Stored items
+--
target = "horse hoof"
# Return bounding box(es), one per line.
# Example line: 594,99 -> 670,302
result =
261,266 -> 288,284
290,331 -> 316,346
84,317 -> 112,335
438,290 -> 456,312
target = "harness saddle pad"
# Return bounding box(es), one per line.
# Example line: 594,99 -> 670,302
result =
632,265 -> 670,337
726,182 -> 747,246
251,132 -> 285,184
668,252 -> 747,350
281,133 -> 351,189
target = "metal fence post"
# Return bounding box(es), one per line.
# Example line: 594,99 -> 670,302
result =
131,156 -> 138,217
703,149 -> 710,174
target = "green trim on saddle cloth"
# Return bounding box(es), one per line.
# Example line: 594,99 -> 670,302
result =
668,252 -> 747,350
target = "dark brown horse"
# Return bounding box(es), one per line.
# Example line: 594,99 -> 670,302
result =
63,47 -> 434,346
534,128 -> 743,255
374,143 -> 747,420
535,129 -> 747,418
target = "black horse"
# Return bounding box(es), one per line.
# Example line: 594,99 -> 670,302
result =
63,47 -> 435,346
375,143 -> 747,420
+--
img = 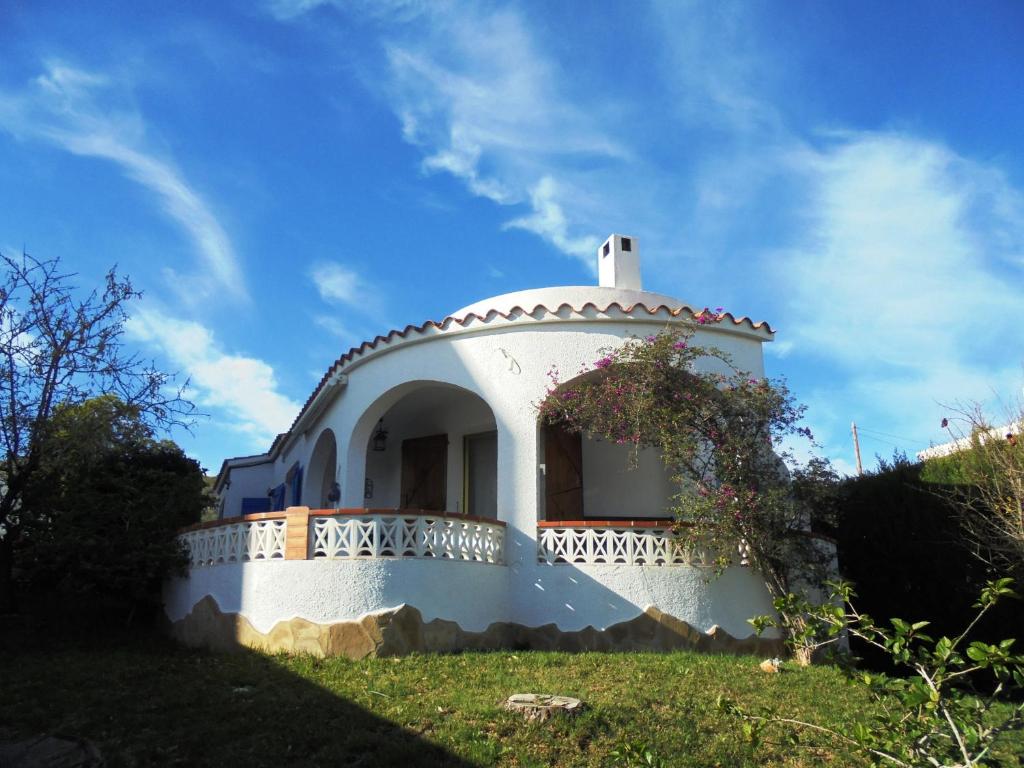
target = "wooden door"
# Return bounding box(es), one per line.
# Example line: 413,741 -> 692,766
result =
+--
Required work ▸ Copy each line of the data that contains the word "target", leaving the other lines out.

Your response ▸
target = "horse hoof"
target = "harness saddle pad"
target = "metal fence post"
target = "green trim on saddle cloth"
target = "dark brown horse"
target = "black horse"
target = "wooden door"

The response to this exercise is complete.